Please gather every row that contains the string "detect" and copy each of those rows in full.

A run of rows
--- BEGIN ---

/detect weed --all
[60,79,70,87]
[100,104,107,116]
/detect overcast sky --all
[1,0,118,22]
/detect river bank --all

--- END ---

**EXERCISE SOLUTION**
/detect weed --all
/detect overcast sky --all
/detect river bank --all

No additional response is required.